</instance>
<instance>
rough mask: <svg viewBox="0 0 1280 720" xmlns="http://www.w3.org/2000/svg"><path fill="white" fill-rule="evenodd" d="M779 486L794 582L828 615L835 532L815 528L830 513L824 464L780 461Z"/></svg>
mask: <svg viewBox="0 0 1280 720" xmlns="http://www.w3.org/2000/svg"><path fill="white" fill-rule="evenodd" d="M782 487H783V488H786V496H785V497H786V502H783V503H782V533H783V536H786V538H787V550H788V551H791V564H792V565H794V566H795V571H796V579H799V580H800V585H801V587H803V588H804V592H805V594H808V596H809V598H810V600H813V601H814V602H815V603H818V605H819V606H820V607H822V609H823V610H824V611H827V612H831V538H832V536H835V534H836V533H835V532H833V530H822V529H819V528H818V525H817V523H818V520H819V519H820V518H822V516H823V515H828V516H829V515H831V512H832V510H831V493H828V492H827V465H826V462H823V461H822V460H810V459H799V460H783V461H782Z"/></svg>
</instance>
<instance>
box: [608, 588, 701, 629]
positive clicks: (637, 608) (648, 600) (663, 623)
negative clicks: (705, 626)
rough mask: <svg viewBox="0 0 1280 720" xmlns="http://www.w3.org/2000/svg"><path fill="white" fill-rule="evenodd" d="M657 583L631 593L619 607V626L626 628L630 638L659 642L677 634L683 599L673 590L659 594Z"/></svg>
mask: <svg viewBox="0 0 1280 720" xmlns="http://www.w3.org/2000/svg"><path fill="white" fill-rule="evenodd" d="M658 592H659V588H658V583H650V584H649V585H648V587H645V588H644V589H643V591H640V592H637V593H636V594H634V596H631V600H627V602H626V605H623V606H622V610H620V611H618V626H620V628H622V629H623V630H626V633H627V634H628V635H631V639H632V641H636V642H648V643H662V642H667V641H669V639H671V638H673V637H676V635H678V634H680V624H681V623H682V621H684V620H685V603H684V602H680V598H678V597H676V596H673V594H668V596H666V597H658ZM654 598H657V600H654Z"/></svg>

* _WORK TASK_:
Everything above from the line containing "positive clicks: (637, 608)" through the line containing "negative clicks: (705, 626)" must be copied exactly. Nothing outside that range belongs in the answer.

* _REPLY TO THE EXERCISE_:
positive clicks: (637, 608) (648, 600) (663, 623)
negative clicks: (705, 626)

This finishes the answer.